**To do**
Retype the data below exactly; skip every image.

**Material provided**
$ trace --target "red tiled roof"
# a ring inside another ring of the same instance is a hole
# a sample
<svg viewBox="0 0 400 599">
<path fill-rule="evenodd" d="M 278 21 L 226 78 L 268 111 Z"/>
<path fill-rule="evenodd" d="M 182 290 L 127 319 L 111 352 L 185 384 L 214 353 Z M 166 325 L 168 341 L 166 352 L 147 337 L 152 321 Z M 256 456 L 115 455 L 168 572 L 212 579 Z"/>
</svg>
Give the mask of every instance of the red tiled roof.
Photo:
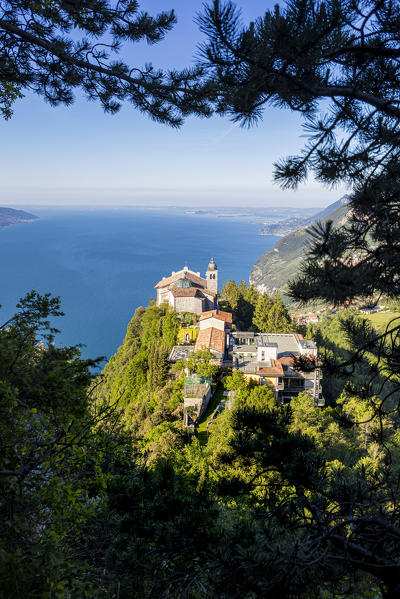
<svg viewBox="0 0 400 599">
<path fill-rule="evenodd" d="M 315 363 L 315 356 L 303 355 L 301 358 L 304 361 L 308 360 L 310 362 L 310 364 L 314 365 L 314 363 Z M 299 359 L 299 357 L 292 358 L 290 356 L 284 356 L 282 358 L 278 358 L 278 362 L 280 362 L 281 364 L 285 364 L 287 366 L 295 366 L 298 359 Z M 322 366 L 322 361 L 319 358 L 317 358 L 317 366 Z"/>
<path fill-rule="evenodd" d="M 223 354 L 225 352 L 224 331 L 214 329 L 214 327 L 199 331 L 196 339 L 195 350 L 199 351 L 200 349 L 214 349 Z"/>
<path fill-rule="evenodd" d="M 203 312 L 203 314 L 200 316 L 200 320 L 205 320 L 206 318 L 212 317 L 232 324 L 232 314 L 230 312 L 223 312 L 222 310 L 209 310 L 208 312 Z"/>
<path fill-rule="evenodd" d="M 283 368 L 282 365 L 277 360 L 271 360 L 272 366 L 265 366 L 264 368 L 259 368 L 257 370 L 257 374 L 265 374 L 265 375 L 275 375 L 275 376 L 283 376 Z"/>
<path fill-rule="evenodd" d="M 281 372 L 279 368 L 272 368 L 270 366 L 266 368 L 259 368 L 255 374 L 263 374 L 265 376 L 283 376 L 283 371 Z"/>
<path fill-rule="evenodd" d="M 176 272 L 174 275 L 167 277 L 166 279 L 161 279 L 161 281 L 159 281 L 157 285 L 154 286 L 154 289 L 169 287 L 169 285 L 172 285 L 172 283 L 175 283 L 175 281 L 180 279 L 182 277 L 182 274 L 185 275 L 185 277 L 189 279 L 189 281 L 191 281 L 195 285 L 198 285 L 199 287 L 204 288 L 207 285 L 207 281 L 205 279 L 198 277 L 189 270 L 180 270 L 179 272 Z"/>
<path fill-rule="evenodd" d="M 282 358 L 278 358 L 278 362 L 287 366 L 291 366 L 294 364 L 294 359 L 291 356 L 283 356 Z"/>
</svg>

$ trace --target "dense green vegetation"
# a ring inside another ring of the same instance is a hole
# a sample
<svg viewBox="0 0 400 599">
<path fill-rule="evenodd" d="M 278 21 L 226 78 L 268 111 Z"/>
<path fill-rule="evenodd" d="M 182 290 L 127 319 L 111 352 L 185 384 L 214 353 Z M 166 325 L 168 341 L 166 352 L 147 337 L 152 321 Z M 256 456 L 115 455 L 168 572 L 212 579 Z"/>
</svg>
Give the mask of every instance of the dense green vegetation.
<svg viewBox="0 0 400 599">
<path fill-rule="evenodd" d="M 123 345 L 94 385 L 96 399 L 115 404 L 149 459 L 182 442 L 183 379 L 170 380 L 168 364 L 178 328 L 166 305 L 138 308 Z"/>
<path fill-rule="evenodd" d="M 23 87 L 54 104 L 77 86 L 106 110 L 128 99 L 173 125 L 208 114 L 210 98 L 247 123 L 266 103 L 299 111 L 309 145 L 277 164 L 277 181 L 295 187 L 312 170 L 356 186 L 346 223 L 313 229 L 292 297 L 398 302 L 398 3 L 293 0 L 242 27 L 231 3 L 215 1 L 199 19 L 205 86 L 202 69 L 148 65 L 133 80 L 108 61 L 97 44 L 107 32 L 114 52 L 125 38 L 157 41 L 174 21 L 137 11 L 136 2 L 111 11 L 107 2 L 6 3 L 0 112 L 10 115 Z M 97 40 L 74 46 L 72 29 Z M 292 326 L 278 296 L 229 282 L 224 297 L 238 328 Z M 305 393 L 277 404 L 268 388 L 226 374 L 232 407 L 201 444 L 183 434 L 183 380 L 167 369 L 175 314 L 139 308 L 96 377 L 78 347 L 54 345 L 57 316 L 58 299 L 32 292 L 0 327 L 2 596 L 400 596 L 397 321 L 382 332 L 347 313 L 309 331 L 322 348 L 323 410 Z M 203 355 L 190 363 L 212 366 Z"/>
<path fill-rule="evenodd" d="M 222 288 L 221 307 L 233 312 L 233 323 L 238 331 L 269 331 L 291 333 L 295 326 L 278 292 L 272 298 L 247 285 L 242 279 L 238 285 L 227 281 Z"/>
<path fill-rule="evenodd" d="M 397 572 L 396 528 L 379 544 L 373 531 L 397 511 L 396 412 L 374 419 L 340 381 L 333 407 L 281 406 L 227 373 L 215 399 L 234 391 L 231 409 L 188 443 L 165 368 L 177 316 L 138 308 L 93 379 L 95 362 L 53 345 L 60 314 L 31 294 L 0 331 L 4 597 L 395 596 L 376 562 Z M 339 320 L 319 334 L 345 355 Z"/>
<path fill-rule="evenodd" d="M 393 319 L 399 318 L 400 312 L 375 312 L 373 314 L 362 314 L 371 324 L 378 329 L 385 329 Z"/>
</svg>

**Answer for the task**
$ trace --target "red tiled roof"
# a ring inside another ring of the same instance is a hole
# a sample
<svg viewBox="0 0 400 599">
<path fill-rule="evenodd" d="M 278 21 L 226 78 L 268 111 Z"/>
<path fill-rule="evenodd" d="M 182 290 L 127 319 L 111 352 L 185 384 L 214 353 Z M 166 325 L 168 341 L 166 352 L 147 337 L 152 321 Z M 256 456 L 115 455 L 168 572 L 212 579 Z"/>
</svg>
Give the mask of every instance of the red tiled roof.
Photo:
<svg viewBox="0 0 400 599">
<path fill-rule="evenodd" d="M 315 363 L 315 356 L 303 355 L 301 358 L 304 361 L 308 360 L 310 362 L 310 364 L 314 365 L 314 363 Z M 299 359 L 299 357 L 292 358 L 290 356 L 284 356 L 282 358 L 278 358 L 278 362 L 280 362 L 281 364 L 285 364 L 287 366 L 295 366 L 298 359 Z M 322 366 L 322 361 L 319 358 L 317 358 L 317 366 Z"/>
<path fill-rule="evenodd" d="M 223 354 L 225 352 L 224 331 L 214 329 L 214 327 L 199 331 L 196 339 L 195 350 L 199 351 L 200 349 L 214 349 Z"/>
<path fill-rule="evenodd" d="M 203 312 L 203 314 L 200 316 L 200 320 L 205 320 L 206 318 L 212 317 L 232 324 L 232 314 L 230 312 L 223 312 L 222 310 L 209 310 L 208 312 Z"/>
<path fill-rule="evenodd" d="M 283 368 L 282 365 L 277 360 L 271 360 L 272 366 L 265 366 L 264 368 L 259 368 L 257 370 L 257 374 L 265 374 L 265 375 L 275 375 L 275 376 L 283 376 Z"/>
<path fill-rule="evenodd" d="M 281 372 L 279 368 L 272 368 L 270 366 L 266 368 L 259 368 L 255 374 L 263 374 L 265 376 L 283 376 L 283 371 Z"/>
<path fill-rule="evenodd" d="M 176 272 L 174 275 L 167 277 L 166 279 L 161 279 L 161 281 L 159 281 L 157 285 L 154 286 L 154 289 L 169 287 L 169 285 L 172 285 L 172 283 L 175 283 L 175 281 L 180 279 L 182 277 L 182 274 L 185 275 L 185 277 L 189 279 L 189 281 L 191 281 L 195 285 L 198 285 L 199 287 L 204 288 L 207 285 L 207 281 L 205 279 L 198 277 L 189 270 L 180 270 L 179 272 Z"/>
<path fill-rule="evenodd" d="M 282 358 L 278 358 L 278 362 L 287 366 L 291 366 L 294 364 L 294 359 L 291 356 L 283 356 Z"/>
</svg>

$ trace --target "dense green vegetation"
# a ring inside another ring of the same instance is a hole
# a sample
<svg viewBox="0 0 400 599">
<path fill-rule="evenodd" d="M 278 21 L 226 78 L 268 111 Z"/>
<path fill-rule="evenodd" d="M 182 290 L 127 319 L 111 352 L 185 384 L 214 353 Z M 166 325 L 168 341 L 166 352 L 147 337 L 152 321 Z M 256 456 L 115 455 L 168 572 L 212 579 Z"/>
</svg>
Give the mask of every instance of the dense green vegetation.
<svg viewBox="0 0 400 599">
<path fill-rule="evenodd" d="M 123 345 L 94 385 L 96 399 L 115 404 L 149 459 L 182 442 L 183 379 L 170 380 L 168 364 L 178 328 L 166 305 L 138 308 Z"/>
<path fill-rule="evenodd" d="M 23 87 L 54 104 L 77 86 L 106 110 L 128 99 L 173 125 L 208 114 L 210 98 L 247 123 L 266 103 L 299 111 L 309 145 L 277 164 L 277 181 L 295 187 L 312 170 L 356 186 L 346 223 L 313 229 L 292 297 L 398 302 L 398 3 L 293 0 L 242 27 L 231 3 L 215 1 L 199 19 L 205 86 L 202 69 L 148 65 L 133 80 L 108 61 L 97 44 L 107 32 L 114 52 L 125 38 L 157 41 L 174 21 L 137 11 L 136 2 L 111 11 L 107 2 L 6 3 L 0 112 L 10 115 Z M 97 40 L 74 46 L 72 29 Z M 292 326 L 278 296 L 229 282 L 224 297 L 238 328 Z M 305 393 L 277 404 L 268 388 L 226 374 L 232 407 L 201 444 L 183 434 L 183 380 L 167 369 L 175 314 L 139 308 L 96 377 L 78 347 L 54 345 L 57 316 L 58 299 L 32 292 L 0 327 L 2 596 L 400 596 L 397 321 L 382 332 L 347 313 L 309 331 L 322 348 L 323 410 Z M 203 355 L 190 363 L 212 366 Z"/>
<path fill-rule="evenodd" d="M 222 288 L 221 307 L 233 312 L 233 323 L 238 331 L 269 331 L 291 333 L 295 326 L 278 292 L 272 298 L 247 285 L 242 279 L 238 285 L 227 281 Z"/>
<path fill-rule="evenodd" d="M 397 572 L 396 528 L 379 544 L 373 531 L 397 511 L 396 412 L 374 419 L 340 381 L 333 407 L 281 406 L 227 373 L 215 399 L 234 391 L 231 409 L 188 443 L 165 368 L 177 316 L 138 308 L 93 379 L 95 362 L 53 345 L 60 314 L 31 294 L 0 331 L 4 597 L 395 596 L 376 562 Z M 339 320 L 319 334 L 345 355 Z"/>
<path fill-rule="evenodd" d="M 393 319 L 399 318 L 400 312 L 375 312 L 373 314 L 362 314 L 371 324 L 378 329 L 385 329 Z"/>
</svg>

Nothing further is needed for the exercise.